### YOUR ASSIGNMENT
Please report every line of the data below that contains the string "positive", copying each line in full. Case counts.

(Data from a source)
-*-

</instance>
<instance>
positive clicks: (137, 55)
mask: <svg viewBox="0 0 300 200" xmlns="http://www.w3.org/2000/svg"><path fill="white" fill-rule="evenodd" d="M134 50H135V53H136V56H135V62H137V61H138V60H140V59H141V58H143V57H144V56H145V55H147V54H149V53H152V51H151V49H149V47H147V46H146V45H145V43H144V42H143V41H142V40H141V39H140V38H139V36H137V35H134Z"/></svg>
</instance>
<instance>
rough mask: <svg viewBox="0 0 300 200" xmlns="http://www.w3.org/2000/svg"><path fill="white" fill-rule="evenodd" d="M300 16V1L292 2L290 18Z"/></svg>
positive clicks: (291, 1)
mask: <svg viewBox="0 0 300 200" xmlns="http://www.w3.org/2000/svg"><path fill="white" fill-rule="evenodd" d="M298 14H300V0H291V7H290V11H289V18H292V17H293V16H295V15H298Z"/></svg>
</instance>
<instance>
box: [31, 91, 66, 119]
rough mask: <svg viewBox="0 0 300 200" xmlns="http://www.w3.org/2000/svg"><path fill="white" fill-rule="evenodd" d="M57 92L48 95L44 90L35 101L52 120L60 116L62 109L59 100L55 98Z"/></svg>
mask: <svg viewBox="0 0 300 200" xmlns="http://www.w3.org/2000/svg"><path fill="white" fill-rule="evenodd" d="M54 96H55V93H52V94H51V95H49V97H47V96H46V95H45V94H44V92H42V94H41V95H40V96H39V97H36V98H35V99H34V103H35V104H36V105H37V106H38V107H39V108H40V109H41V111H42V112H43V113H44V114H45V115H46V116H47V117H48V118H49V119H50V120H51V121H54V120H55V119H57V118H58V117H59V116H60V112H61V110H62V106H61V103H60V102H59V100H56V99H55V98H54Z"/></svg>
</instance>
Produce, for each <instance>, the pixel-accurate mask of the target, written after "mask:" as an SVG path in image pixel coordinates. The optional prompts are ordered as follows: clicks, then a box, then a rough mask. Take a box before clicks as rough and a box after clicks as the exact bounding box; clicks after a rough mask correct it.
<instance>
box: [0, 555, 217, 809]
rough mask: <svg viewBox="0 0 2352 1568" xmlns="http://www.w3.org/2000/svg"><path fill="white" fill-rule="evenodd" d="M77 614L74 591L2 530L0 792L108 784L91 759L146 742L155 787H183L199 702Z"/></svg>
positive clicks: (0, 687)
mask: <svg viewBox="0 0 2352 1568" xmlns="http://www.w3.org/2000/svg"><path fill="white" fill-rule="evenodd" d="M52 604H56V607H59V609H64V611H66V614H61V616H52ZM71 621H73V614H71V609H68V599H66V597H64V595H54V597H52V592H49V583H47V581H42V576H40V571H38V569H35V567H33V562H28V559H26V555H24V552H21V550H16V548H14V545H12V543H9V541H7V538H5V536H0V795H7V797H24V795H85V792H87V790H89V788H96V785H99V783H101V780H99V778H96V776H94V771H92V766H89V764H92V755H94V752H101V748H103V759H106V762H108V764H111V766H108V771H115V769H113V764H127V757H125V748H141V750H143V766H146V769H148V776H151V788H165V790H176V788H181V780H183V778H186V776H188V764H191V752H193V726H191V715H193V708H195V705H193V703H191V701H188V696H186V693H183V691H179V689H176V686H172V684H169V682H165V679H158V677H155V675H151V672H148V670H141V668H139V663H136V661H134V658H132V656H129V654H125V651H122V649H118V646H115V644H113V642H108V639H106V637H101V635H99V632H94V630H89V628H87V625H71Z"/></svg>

-*-

### RESULT FOR THIS EXERCISE
positive clicks: (137, 55)
positive clicks: (291, 1)
positive clicks: (0, 687)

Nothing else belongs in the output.